# start of Data records
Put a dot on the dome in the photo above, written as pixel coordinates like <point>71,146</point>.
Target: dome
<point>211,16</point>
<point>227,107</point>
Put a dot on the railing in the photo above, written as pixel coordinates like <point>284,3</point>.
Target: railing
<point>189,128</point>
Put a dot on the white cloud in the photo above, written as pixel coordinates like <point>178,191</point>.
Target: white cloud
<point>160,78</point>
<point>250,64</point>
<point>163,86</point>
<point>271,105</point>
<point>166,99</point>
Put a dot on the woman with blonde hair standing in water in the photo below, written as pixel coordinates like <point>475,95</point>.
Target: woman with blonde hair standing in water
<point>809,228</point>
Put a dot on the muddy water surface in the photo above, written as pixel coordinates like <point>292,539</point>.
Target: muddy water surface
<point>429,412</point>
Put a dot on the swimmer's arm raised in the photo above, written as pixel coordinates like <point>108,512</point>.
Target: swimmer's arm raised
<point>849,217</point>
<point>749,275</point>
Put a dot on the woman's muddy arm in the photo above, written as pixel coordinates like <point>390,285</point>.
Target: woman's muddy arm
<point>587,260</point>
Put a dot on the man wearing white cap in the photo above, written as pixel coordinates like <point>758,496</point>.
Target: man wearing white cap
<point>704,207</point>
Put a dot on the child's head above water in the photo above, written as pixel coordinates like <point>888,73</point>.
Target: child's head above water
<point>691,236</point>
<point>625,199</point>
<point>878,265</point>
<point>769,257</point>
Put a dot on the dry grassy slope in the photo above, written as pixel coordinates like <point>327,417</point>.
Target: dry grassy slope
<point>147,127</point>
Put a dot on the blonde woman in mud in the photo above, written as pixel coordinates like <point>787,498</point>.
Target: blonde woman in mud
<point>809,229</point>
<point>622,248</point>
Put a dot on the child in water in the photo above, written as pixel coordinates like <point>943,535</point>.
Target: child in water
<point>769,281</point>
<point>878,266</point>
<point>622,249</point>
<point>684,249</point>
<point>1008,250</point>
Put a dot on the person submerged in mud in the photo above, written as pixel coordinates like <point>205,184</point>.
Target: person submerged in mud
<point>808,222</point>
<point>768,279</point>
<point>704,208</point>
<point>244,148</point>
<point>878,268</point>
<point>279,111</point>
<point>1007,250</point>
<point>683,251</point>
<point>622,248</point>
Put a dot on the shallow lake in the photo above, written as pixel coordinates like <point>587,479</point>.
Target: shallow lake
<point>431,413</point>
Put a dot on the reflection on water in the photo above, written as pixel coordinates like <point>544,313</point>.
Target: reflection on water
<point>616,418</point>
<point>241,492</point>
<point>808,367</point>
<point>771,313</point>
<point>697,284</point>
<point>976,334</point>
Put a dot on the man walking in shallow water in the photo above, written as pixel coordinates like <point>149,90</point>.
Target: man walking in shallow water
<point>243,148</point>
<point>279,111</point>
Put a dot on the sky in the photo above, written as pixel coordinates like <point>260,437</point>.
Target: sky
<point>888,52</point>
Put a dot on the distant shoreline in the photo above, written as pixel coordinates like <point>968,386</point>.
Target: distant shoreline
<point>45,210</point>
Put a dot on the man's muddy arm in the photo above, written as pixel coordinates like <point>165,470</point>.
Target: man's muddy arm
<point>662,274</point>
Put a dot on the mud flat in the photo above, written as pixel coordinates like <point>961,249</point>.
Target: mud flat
# end of Data records
**Work to do:**
Reproduce all of the material above word for word, from the first line to the last.

**Answer to this problem:**
Put a dot on the dome in the photo above, written as pixel coordinates like <point>71,146</point>.
Target: dome
<point>211,16</point>
<point>227,107</point>
Put a dot on the railing in the photo above, written as pixel coordinates like <point>284,3</point>.
Target: railing
<point>189,128</point>
Put a dot on the white cloud in the photo above, written as pixel coordinates like <point>178,191</point>.
Target: white cloud
<point>160,78</point>
<point>250,64</point>
<point>163,86</point>
<point>271,105</point>
<point>166,99</point>
Put a dot on the woman with blonde hair standing in water in the photo below, written as pixel coordinates like <point>475,95</point>.
Target: woman with blonde hair standing in water
<point>809,228</point>
Put a dot on the muddy water surface in the photo above, written as pixel coordinates like <point>292,539</point>.
Target: muddy water surface
<point>429,412</point>
Put a dot on the swimmer's arm raised in the photo above, written as pixel coordinates like <point>108,512</point>.
Target: swimmer's arm raised
<point>849,217</point>
<point>749,275</point>
Put a dot on the woman's muddy arm in the photo above, written as pixel coordinates like <point>390,285</point>.
Target: woman's muddy arm
<point>587,260</point>
Put a dot on the man wearing white cap in the photo above, written as pixel coordinates like <point>758,496</point>.
Target: man wearing white cap
<point>704,207</point>
Put a dot on the child's head above water in the photo above, written as pixel coordinates like <point>888,73</point>.
Target: child's head above water
<point>691,236</point>
<point>625,199</point>
<point>878,265</point>
<point>769,257</point>
Put a dot on the dry grassy slope in the photo above, written as pixel coordinates like <point>327,417</point>.
Target: dry grassy slope
<point>147,127</point>
Put a dot on the blonde woman in mud in the photo above, written as pixel coordinates like <point>787,498</point>.
Target: blonde woman in mud
<point>809,229</point>
<point>622,248</point>
Put a dot on the child in water in the photo above, written as pixel coordinates like <point>943,535</point>.
Target: child in water
<point>769,281</point>
<point>878,266</point>
<point>622,249</point>
<point>684,249</point>
<point>1008,250</point>
Put a dot on the person submerged in mud in the photo above, written as pixel coordinates like <point>205,184</point>.
Target: person submerged in mud
<point>808,222</point>
<point>768,279</point>
<point>704,208</point>
<point>244,148</point>
<point>878,268</point>
<point>279,111</point>
<point>1007,250</point>
<point>683,251</point>
<point>622,248</point>
Put a dot on the shallow lake in the photo above, written as pixel coordinates like <point>587,479</point>.
Target: shallow lake
<point>431,413</point>
Put a dot on the reflection on water in the photo above, written as pixel coordinates like <point>544,313</point>.
Target: reflection on water
<point>616,418</point>
<point>241,492</point>
<point>808,367</point>
<point>771,313</point>
<point>697,284</point>
<point>976,334</point>
Put a dot on the man walking in shallow water in the photo above, written as pixel coordinates like <point>149,90</point>.
Target: man walking in shallow water
<point>243,148</point>
<point>279,111</point>
Put a dot on the sky in the photo above, written as pixel coordinates like <point>260,437</point>.
Target: sky
<point>888,52</point>
Put a dot on the distant shoreline in the photo above, written as pixel coordinates like <point>968,386</point>.
Target: distant shoreline
<point>45,210</point>
Put a dot on the man's muddy arm in the photo above, written as pixel coordinates like <point>165,470</point>.
Target: man's muddy arm
<point>662,274</point>
Put a dot on the mud flat in the photo above, written as pixel coordinates like <point>961,249</point>.
Target: mud flat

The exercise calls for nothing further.